Renomeie "grassy field" para "open meadow" em todo o material abaixo e reproduza-o sem nenhuma outra alteração.
***
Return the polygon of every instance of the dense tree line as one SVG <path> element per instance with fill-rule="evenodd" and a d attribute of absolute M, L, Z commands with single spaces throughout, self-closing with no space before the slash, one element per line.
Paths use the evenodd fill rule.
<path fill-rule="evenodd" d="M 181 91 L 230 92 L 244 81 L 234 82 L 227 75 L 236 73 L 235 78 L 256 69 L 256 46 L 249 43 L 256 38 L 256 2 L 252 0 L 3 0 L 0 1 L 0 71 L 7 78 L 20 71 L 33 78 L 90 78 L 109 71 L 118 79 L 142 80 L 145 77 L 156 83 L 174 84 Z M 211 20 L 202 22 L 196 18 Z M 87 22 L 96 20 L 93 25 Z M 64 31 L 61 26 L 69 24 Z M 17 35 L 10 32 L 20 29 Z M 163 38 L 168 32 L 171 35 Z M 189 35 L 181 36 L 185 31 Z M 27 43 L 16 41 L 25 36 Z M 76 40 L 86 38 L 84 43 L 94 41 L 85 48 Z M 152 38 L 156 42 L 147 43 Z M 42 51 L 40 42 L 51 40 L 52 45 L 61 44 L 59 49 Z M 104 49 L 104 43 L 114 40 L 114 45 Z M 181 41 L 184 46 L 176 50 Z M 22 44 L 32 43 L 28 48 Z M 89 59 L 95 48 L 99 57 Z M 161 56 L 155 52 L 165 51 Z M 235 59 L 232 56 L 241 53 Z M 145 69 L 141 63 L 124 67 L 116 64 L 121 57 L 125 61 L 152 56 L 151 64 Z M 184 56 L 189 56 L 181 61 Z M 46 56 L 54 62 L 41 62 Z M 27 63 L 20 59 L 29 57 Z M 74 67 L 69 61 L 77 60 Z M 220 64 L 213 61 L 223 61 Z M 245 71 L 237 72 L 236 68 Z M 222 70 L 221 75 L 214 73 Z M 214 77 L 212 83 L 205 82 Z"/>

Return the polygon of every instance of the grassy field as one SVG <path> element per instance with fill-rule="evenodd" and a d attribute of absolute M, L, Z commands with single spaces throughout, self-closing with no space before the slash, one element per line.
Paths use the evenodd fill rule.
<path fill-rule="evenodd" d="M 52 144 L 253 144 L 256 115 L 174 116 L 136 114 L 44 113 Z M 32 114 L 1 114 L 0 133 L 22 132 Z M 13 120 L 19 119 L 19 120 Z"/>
***
■ **Resposta ao exercício**
Return the polygon of every instance of the dense tree line as one SVG <path> element per instance with fill-rule="evenodd" and a d attribute of absolute M, L, Z commands with single spaces throughout, self-closing with no space before the slash, one element per line.
Paths use the evenodd fill rule.
<path fill-rule="evenodd" d="M 181 91 L 230 92 L 244 81 L 234 82 L 227 75 L 236 73 L 235 78 L 256 69 L 256 46 L 249 43 L 256 38 L 256 2 L 252 0 L 3 0 L 0 1 L 0 71 L 7 78 L 20 71 L 33 78 L 90 78 L 109 71 L 118 79 L 142 80 L 145 77 L 156 83 L 174 84 Z M 211 20 L 202 22 L 196 18 Z M 87 22 L 96 20 L 93 25 Z M 64 31 L 61 26 L 69 24 Z M 17 35 L 10 32 L 20 29 Z M 163 38 L 168 32 L 171 35 Z M 189 35 L 181 36 L 185 31 Z M 27 43 L 16 41 L 25 36 Z M 76 40 L 86 38 L 84 43 L 94 41 L 85 48 Z M 152 38 L 156 42 L 147 43 Z M 42 51 L 40 42 L 51 40 L 52 45 L 61 44 L 59 49 Z M 104 49 L 104 43 L 114 40 L 114 45 Z M 181 41 L 184 46 L 176 50 Z M 22 44 L 32 43 L 28 48 Z M 89 59 L 95 48 L 99 57 Z M 161 56 L 155 52 L 165 51 Z M 235 59 L 232 56 L 241 53 Z M 145 69 L 141 63 L 124 67 L 116 64 L 121 57 L 125 61 L 152 56 L 151 64 Z M 184 56 L 189 56 L 181 61 Z M 46 56 L 54 62 L 41 62 Z M 27 63 L 20 59 L 29 57 Z M 74 67 L 69 61 L 77 60 Z M 220 64 L 213 61 L 223 61 Z M 245 71 L 237 72 L 236 68 Z M 222 70 L 221 75 L 214 73 Z M 214 77 L 212 83 L 205 82 Z"/>

Return the polygon of every instance of the open meadow as one SVG <path> element per instance with fill-rule="evenodd" and a d attribute of absolute M, L, Z commands with single spaces throughout, self-closing with no space before the slash, one element per line.
Paths use the evenodd fill rule.
<path fill-rule="evenodd" d="M 52 144 L 253 144 L 256 115 L 174 116 L 136 114 L 44 113 Z M 32 114 L 1 114 L 0 133 L 22 132 Z M 13 120 L 19 119 L 19 120 Z"/>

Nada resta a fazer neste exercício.